• STATED TASK:
Please print every line from the one containing "hub and record the pixel coordinates." through the last line of the records below, exactly as written and nothing more.
## begin
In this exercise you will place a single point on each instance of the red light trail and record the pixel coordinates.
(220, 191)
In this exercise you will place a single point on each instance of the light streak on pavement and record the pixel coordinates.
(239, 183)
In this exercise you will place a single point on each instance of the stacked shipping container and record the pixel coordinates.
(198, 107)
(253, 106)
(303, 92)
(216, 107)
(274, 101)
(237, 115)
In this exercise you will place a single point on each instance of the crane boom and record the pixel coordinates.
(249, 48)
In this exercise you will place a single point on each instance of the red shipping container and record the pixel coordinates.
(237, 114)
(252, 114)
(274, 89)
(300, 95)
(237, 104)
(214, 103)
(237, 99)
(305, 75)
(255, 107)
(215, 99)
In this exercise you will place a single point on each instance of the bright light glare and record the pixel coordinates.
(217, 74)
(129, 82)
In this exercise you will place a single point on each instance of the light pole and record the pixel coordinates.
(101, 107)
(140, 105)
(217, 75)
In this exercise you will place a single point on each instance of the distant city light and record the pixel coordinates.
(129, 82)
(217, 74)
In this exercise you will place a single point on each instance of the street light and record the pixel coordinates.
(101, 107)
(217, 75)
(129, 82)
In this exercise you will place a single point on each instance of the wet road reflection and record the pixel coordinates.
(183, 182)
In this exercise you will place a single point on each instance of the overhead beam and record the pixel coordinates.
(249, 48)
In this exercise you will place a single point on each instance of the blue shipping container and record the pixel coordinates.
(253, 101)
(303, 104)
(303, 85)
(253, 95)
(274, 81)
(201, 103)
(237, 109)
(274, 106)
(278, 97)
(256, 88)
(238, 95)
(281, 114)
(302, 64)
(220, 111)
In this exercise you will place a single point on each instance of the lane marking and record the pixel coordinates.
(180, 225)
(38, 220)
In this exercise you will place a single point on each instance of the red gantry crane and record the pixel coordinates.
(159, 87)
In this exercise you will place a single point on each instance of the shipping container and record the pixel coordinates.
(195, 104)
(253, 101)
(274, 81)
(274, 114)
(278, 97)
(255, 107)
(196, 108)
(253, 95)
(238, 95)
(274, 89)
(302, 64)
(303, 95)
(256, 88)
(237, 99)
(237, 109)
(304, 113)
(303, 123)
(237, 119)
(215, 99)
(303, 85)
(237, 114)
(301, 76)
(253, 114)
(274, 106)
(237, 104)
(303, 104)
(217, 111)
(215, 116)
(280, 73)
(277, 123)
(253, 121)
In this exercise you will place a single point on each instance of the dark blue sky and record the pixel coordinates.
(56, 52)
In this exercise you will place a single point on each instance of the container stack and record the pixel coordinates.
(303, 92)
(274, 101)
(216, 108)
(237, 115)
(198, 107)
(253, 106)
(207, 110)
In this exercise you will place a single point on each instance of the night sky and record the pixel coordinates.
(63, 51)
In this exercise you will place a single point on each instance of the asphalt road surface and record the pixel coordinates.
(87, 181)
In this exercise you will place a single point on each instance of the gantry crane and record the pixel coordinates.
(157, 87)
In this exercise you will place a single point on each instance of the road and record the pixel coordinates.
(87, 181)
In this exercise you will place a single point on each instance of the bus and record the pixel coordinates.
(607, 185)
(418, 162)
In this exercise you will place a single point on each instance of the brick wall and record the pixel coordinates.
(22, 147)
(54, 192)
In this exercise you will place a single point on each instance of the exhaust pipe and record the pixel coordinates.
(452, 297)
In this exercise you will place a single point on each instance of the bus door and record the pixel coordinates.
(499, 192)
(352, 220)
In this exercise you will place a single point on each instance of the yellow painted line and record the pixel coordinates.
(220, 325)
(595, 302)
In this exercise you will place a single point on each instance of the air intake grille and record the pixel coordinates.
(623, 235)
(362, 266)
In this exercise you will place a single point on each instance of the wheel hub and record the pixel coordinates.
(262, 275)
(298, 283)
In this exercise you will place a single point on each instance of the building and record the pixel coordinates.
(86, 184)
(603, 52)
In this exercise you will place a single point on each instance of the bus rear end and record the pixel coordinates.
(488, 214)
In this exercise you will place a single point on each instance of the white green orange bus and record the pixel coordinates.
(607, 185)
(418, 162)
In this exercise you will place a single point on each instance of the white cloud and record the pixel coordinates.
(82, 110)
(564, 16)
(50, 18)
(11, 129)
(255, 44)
## end
• WRITTEN SOLUTION:
In this exercise you will place a single point on each instance of the wheel hub and record the pixel coordinates.
(262, 275)
(298, 283)
In this exercise you will place a single point on each instance of the building and record the pixel coordinates.
(86, 184)
(603, 52)
In this exercise you will place a single point on each instance of the bus rear end and record the pixel coordinates.
(488, 214)
In this exercise you will place a single point on each instance of the white green orange bus and record the pixel coordinates.
(607, 185)
(418, 162)
In this exercise you will place a single point on each instance of the white cloud and record the pixel coordinates.
(82, 110)
(564, 16)
(50, 18)
(11, 129)
(255, 44)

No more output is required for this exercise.